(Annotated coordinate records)
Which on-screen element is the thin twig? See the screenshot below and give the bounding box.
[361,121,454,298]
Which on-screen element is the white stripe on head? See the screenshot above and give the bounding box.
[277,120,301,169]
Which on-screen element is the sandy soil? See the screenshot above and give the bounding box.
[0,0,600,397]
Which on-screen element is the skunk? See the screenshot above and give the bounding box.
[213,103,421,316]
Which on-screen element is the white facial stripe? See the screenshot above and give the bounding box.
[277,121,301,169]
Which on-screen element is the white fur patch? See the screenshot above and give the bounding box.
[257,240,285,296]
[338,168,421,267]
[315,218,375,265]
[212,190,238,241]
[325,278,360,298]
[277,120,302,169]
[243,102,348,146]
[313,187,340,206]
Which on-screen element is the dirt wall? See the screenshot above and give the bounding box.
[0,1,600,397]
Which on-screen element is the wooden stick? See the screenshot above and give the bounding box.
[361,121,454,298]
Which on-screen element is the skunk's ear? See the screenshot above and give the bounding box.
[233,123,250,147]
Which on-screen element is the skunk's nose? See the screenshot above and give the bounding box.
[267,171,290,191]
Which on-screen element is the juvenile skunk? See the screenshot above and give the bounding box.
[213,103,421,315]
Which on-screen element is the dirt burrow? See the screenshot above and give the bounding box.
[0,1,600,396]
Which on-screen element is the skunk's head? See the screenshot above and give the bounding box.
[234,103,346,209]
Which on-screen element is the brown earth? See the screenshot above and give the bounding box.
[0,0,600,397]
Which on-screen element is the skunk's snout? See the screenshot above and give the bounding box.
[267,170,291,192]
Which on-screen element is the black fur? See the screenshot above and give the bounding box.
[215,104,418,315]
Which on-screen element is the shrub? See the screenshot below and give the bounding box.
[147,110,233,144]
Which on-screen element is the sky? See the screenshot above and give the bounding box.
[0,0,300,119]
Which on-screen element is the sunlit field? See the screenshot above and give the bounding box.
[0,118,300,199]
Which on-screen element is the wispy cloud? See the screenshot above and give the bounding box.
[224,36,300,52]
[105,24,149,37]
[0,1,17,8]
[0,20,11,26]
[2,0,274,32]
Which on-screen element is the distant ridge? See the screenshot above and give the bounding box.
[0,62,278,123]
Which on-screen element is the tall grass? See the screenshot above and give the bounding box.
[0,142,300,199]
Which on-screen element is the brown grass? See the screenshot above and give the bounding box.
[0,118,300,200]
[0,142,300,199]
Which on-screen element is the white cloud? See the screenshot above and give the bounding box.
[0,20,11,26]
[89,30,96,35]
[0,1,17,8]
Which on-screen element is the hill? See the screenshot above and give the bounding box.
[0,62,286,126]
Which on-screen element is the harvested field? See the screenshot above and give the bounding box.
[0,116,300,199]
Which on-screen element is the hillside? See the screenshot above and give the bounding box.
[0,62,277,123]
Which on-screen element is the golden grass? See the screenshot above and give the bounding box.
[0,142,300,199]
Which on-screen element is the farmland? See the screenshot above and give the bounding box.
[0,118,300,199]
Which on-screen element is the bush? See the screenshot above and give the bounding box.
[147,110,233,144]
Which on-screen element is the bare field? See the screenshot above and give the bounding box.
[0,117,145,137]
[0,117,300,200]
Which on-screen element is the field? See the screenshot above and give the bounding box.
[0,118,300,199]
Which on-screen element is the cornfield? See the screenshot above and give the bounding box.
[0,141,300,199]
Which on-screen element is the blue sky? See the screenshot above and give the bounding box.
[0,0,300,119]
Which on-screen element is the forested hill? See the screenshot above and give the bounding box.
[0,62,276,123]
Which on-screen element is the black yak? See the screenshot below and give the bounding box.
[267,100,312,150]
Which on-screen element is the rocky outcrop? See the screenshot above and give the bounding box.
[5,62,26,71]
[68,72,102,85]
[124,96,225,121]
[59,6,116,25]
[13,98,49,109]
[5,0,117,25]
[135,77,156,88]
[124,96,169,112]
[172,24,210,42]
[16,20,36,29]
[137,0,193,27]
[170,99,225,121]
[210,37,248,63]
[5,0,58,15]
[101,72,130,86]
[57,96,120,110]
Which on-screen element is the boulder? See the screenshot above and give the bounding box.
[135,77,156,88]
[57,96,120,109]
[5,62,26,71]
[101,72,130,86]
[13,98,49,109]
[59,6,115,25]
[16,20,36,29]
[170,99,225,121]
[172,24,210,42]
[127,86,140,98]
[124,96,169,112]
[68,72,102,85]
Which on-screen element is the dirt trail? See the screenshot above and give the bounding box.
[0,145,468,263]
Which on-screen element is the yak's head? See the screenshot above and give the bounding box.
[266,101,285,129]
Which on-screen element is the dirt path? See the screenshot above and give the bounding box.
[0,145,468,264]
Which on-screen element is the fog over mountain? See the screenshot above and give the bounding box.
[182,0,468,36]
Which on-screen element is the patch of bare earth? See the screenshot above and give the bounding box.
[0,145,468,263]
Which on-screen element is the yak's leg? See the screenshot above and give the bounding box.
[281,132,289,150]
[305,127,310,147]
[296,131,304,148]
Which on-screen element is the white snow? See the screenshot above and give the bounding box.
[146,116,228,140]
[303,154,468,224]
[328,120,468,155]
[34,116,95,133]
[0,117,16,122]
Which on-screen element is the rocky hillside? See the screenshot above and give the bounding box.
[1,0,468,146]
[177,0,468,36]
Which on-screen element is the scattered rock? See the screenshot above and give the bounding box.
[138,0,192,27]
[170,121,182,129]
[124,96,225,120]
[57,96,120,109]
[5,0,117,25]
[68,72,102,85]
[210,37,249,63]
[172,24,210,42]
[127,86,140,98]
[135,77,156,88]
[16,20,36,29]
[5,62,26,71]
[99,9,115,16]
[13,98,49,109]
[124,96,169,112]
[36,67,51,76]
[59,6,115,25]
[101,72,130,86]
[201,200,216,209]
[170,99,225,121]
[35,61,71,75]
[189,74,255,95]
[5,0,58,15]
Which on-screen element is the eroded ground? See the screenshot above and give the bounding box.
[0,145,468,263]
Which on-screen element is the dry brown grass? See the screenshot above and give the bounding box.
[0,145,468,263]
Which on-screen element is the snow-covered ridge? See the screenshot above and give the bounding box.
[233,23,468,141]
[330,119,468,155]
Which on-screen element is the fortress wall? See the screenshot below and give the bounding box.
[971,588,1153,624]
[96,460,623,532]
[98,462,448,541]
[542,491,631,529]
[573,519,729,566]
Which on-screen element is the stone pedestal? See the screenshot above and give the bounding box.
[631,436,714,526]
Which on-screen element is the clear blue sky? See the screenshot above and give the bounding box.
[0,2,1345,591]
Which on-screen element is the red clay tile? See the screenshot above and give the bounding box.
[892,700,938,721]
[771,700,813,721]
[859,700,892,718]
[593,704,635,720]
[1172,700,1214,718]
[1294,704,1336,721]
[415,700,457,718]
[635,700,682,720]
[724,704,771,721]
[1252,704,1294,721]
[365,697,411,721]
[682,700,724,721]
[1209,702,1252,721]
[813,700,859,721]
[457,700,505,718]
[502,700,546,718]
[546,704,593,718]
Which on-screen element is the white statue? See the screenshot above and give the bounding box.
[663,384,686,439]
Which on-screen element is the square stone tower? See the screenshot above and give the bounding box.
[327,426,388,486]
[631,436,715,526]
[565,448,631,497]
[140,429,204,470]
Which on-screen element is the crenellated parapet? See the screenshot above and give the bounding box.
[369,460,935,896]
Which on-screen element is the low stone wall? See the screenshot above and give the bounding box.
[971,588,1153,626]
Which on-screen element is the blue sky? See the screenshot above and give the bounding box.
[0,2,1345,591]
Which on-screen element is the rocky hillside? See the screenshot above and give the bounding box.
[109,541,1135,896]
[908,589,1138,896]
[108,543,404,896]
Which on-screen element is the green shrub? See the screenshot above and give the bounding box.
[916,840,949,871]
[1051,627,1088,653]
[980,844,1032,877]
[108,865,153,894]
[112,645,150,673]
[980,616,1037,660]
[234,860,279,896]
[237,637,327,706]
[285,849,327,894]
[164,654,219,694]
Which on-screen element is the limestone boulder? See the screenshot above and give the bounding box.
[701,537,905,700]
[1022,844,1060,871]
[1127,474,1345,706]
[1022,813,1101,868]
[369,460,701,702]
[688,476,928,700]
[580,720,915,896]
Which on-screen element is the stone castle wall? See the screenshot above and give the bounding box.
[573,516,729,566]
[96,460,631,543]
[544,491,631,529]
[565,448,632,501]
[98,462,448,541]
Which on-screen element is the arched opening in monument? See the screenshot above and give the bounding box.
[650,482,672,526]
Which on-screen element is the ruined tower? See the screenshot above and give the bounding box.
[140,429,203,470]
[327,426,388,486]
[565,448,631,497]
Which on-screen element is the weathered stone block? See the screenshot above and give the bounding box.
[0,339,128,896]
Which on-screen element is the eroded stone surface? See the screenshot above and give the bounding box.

**Work required:** Copy out every line of the rows between the lines holding "Which on-screen element is the black yak?" and "[177,0,468,36]", inclusive, and shift each coordinate in the answers by -21.

**In response:**
Which on-screen element is the black yak? See the screenshot below and give the bounding box.
[246,79,291,129]
Which on-screen element is the rocky outcrop? See the screenshot above and give the bounding box.
[-16,41,5,50]
[47,51,81,64]
[103,75,204,100]
[38,-15,95,4]
[-8,77,28,88]
[-16,-21,96,4]
[114,56,135,67]
[103,75,148,91]
[151,3,189,21]
[-5,-1,15,8]
[116,-21,172,6]
[149,78,204,100]
[189,16,227,42]
[-16,-21,37,-6]
[80,51,109,65]
[36,75,99,89]
Which on-screen element is the boulder? See the screenshot above and give the bounding box.
[114,56,135,67]
[36,75,99,88]
[-16,41,5,50]
[80,51,109,65]
[-8,77,28,88]
[38,-15,94,4]
[-5,-1,15,8]
[149,78,204,100]
[151,3,189,21]
[106,65,119,77]
[103,75,148,91]
[47,51,81,64]
Which on-screen element is the dirt trail? See the screenshot above and give the bounding box.
[-21,124,447,242]
Which on-screen element is the yak's head? See the screenshot above and give the bounding box.
[245,80,264,108]
Which on-screen element is the dirt path? See the screenshot above and give the bounding box.
[-21,124,447,243]
Which on-screen element is the fog over mountain? See the screenshot above and give the bounding box.
[161,-21,447,15]
Which on-screen element is the patch of bare earth? See the screenshot above and give the bounding box.
[-21,124,447,242]
Which on-screen element is the yak's leg? See the screenshot above and give the bounding box.
[260,111,268,129]
[284,106,289,126]
[275,110,283,127]
Which on-screen element is the white snow? See the screenshot above and give the bounding box.
[125,95,207,119]
[282,133,447,203]
[307,99,447,134]
[13,95,74,112]
[-21,96,-5,101]
Which on-screen element is the rocky hillside? See the screenshot above and give the bounding box.
[-20,-21,447,125]
[156,-21,447,15]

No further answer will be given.